### Page extract
What would you do to help someone who felt anxious about the future? Or who felt a sense of sadness and loneliness? How could you make a long-term relationship more exciting or alleviate your feelings of being a loser? These are the questions posed by noted philosopher Alain de Botton, co-author (with art historian John Armstrong) of the recently released “Art as Therapy” (Phaidon), who is currently curating an online auction of works that he believes have a palliative effect on such conditions for Paddle8, which runs through January 23. Among the offerings on the block are pieces by Chuck Close, Kiki Smith, and Ed Ruscha. In a recent interview, Angela M.H. Schuster spoke with de Botton about the notion of therapeutic art.
Doesn’t the idea of using works for therapeutic reasons fly in the face of the adage “art for art’s sake”?
The idea that one might use art for “instrumental” reasons tends to set off alarm bells at the heart of the cultural elite, who contend that it’s not a pill, that it shouldn’t be asked to perform some specific function, especially something as egocentric as to “cheer you up” or to “make you a more empathetic person.” I couldn’t disagree more. If buying art is to matter to us deeply, then it has to engage with our emotions and bring something to what one might as well, and with no supernatural associations whatsoever, call our souls. Artworks are especially good at helping our psyches in a variety of ways: they rebalance our moods, lend us hope, usher in calm, stretch our sympathies, reignite our senses, and reawaken appreciation. In my estimation, auction houses should be apothecaries for our deeper selves.
That has long been the function of religious art, yes?
Religions have always been clearly on to this psycho-therapeutic score. For hundreds of years in the West, Christian art had a very clear function: it was meant to direct us towards the good and wean us off vice. A lot of Buddhist sculpture had an equally clear mission: to encourage us to achieve an inner calm by contemplating the serene expression on the Buddha’s face (and especially his smile). We should take something (but not more) from these examples and get a little more direct about what we demand from the art of our times.
So for the questions you pose [stated in the introduction above], what works would you recommend?
If budget were no object and the works were available, I’d advise taking in Sugimoto’s “North Atlantic Ocean” for the first problem, Richard Serra’s “Fernanda Pessoa” for the second, Jan Steen’s “Woman at her Toilet” for the third, and a 15th-century statue of the Buddhist saintly figure, Guanyin, for the fourth.
In your book, you identify seven functions that art should serve. Can you tell us more about them?
These functions include remembering, as we are prone to lose important information about events; hope, because optimism is key to a happy life; sorrow, which helps us manages our suffering; rebalancing our equilibrium; self-understanding; growth, to alleviate fears of things we find new or threatening; and appreciation, as all too often we fail to appreciate that which we have.

### Information
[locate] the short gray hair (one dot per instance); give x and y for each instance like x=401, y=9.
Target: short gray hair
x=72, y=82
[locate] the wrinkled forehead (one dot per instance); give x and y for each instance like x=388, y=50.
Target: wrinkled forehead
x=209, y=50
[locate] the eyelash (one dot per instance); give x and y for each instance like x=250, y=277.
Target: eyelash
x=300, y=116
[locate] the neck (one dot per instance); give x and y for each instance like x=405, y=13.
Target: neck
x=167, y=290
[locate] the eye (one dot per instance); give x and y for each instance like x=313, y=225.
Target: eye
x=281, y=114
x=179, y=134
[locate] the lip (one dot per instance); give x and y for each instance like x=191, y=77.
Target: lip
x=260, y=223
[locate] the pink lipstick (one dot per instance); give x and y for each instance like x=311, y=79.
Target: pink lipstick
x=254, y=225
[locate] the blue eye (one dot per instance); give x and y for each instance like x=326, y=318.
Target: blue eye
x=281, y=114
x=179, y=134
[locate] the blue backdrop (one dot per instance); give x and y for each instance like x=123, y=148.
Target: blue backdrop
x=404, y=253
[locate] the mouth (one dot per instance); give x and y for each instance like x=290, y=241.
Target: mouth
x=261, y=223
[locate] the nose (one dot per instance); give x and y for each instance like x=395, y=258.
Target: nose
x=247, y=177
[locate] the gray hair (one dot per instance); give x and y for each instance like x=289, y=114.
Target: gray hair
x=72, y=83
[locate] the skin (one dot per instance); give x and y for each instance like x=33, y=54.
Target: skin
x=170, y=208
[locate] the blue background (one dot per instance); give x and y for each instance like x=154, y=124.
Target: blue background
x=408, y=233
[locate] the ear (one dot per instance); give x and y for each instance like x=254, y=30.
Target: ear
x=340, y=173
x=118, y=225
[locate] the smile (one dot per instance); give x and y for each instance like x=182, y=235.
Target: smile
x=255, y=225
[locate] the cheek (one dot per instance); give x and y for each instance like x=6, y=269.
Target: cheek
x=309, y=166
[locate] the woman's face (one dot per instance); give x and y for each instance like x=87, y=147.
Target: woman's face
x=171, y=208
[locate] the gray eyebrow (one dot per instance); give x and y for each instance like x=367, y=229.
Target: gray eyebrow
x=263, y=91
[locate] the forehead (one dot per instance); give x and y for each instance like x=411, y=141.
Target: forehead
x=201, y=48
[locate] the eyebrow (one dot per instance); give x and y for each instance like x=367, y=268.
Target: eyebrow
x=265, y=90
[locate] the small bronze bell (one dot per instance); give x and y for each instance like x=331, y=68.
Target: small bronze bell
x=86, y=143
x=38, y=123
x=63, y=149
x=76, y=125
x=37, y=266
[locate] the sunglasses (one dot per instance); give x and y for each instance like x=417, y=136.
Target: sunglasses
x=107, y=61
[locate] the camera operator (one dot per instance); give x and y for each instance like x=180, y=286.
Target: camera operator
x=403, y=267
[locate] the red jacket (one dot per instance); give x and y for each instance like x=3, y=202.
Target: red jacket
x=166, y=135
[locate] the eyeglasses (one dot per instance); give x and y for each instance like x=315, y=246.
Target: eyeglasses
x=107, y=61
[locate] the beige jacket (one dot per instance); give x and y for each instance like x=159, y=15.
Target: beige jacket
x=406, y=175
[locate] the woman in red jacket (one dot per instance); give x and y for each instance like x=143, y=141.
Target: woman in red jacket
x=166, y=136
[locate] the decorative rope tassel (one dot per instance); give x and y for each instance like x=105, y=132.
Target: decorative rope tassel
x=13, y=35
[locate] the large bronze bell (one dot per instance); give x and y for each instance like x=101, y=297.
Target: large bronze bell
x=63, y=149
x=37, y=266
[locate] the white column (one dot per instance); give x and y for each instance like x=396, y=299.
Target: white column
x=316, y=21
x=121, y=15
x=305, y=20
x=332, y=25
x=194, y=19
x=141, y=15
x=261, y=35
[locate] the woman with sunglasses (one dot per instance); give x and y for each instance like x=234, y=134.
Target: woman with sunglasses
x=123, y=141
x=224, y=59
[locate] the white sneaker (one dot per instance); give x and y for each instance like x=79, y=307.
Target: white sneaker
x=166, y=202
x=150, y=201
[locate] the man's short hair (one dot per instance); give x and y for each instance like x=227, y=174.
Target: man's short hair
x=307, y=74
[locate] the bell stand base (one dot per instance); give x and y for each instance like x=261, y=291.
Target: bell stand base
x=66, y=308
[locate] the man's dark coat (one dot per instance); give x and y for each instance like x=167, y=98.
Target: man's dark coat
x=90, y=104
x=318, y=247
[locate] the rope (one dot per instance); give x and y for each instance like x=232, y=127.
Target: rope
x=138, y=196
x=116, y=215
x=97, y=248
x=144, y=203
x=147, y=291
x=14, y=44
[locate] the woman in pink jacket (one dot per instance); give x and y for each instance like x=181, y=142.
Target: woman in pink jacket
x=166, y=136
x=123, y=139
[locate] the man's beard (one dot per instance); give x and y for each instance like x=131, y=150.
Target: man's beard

### Problem description
List the seven functions of art that de Botton names in the interview about therapeutic art. Rely only on the interview about therapeutic art, not on the other material.

### Written response
Remembering, hope, sorrow, rebalancing, self-understanding, growth, appreciation